L’appellante ha dedotto che il Comune di Pozzuoli – prima di concludere il procedimento sul condono – avrebbe dovuto valutare se dare applicazione al citato art. 29 e se porre in essere varianti agli strumenti urbanistici vigenti, volte al recupero degli insediamenti in tutto o in parte abusivi, dal momento che l’immobile in questione è stato realizzato in un contesto caratterizzato da un ‘generalizzato fenomeno d’edilizia abusiva’.
Vi sarebbe una contraddittorietà dell’azione amministrativa, poiché nel corso del tempo sono stati realizzati interventi di urbanizzazione della zona, con la realizzazione di un impianto fognario e di una scuola elementare.
L’appellante inoltre ha dedotto che il TAR avrebbe equivocato sul contenuto della censura di primo grado, poiché con essa non è stata dedotta la sussistenza dell’obbligo del Comune di attivare un procedimento di variante, ma è stato sostenuto che il Comune non poteva ignorare la dimensione che ha avuto nella zona il fenomeno dell’abusivismo.

_Dati in ingresso_.
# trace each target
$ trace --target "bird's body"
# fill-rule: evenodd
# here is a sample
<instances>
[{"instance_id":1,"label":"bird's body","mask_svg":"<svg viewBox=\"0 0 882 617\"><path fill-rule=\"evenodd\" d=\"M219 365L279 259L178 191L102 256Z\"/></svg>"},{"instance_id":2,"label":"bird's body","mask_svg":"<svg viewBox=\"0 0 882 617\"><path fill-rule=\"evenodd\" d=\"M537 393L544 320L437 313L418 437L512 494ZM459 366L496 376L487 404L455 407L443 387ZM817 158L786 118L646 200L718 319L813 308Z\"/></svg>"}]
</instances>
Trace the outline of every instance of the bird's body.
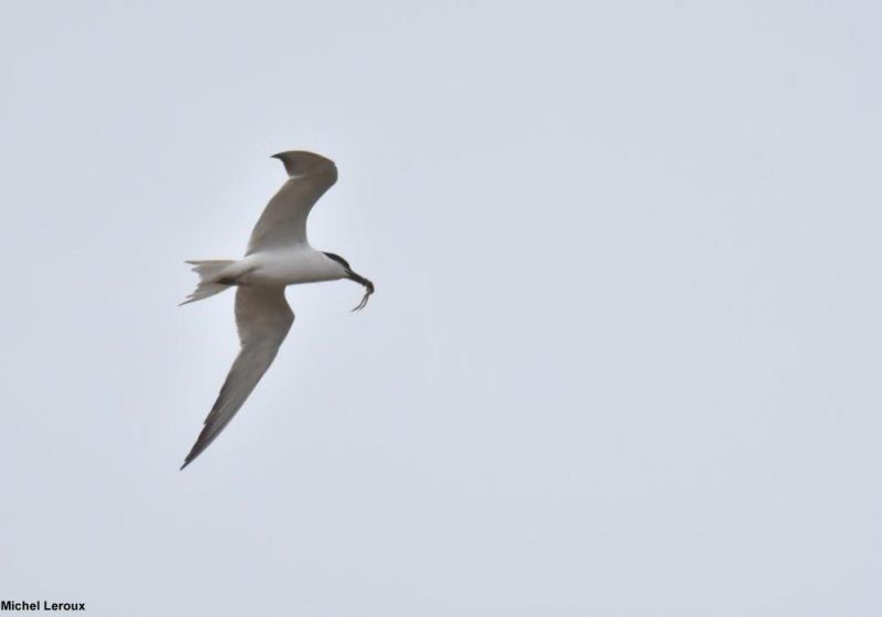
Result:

_Compito assegnato A_.
Trascrivi senza modifiche le righe dei record dall'inizio fino alla riga che contiene "<instances>", compresa.
_Compito assegnato B_.
Prosegui l'estratto sull'appello riguardante il condono edilizio a Pozzuoli da dove si ferma.
I record non hanno alcun legame con l'estratto.

_Risultato A_.
# trace each target
$ trace --target "bird's body"
# fill-rule: evenodd
# here is a sample
<instances>

_Risultato B_.
10. La censura è infondata e va respinta, per le seguenti considerazioni.
10.1. In primo luogo, è decisivo considerare che:
- l’appellante ha presentato la domanda di condono edilizio in applicazione dell’art. 39 della legge n. 724 del 1994;
- il comma 1 del medesimo art. 39 (sulla « Definizione agevolata delle violazioni edilizie ») ha previsto l’applicabilità delle « disposizioni di cui ai capi IV e V della legge 28 febbraio 1985, n. 47, e successive modificazioni e integrazioni », ma non anche di quelle del capo III della medesima legge del 1985;
- l’art. 29 invocato dall’appellante risulta inserito nel capo III della legge n. 47 del 1985 e dunque non è stato reso applicabile dalla legge n. 724 del 1994.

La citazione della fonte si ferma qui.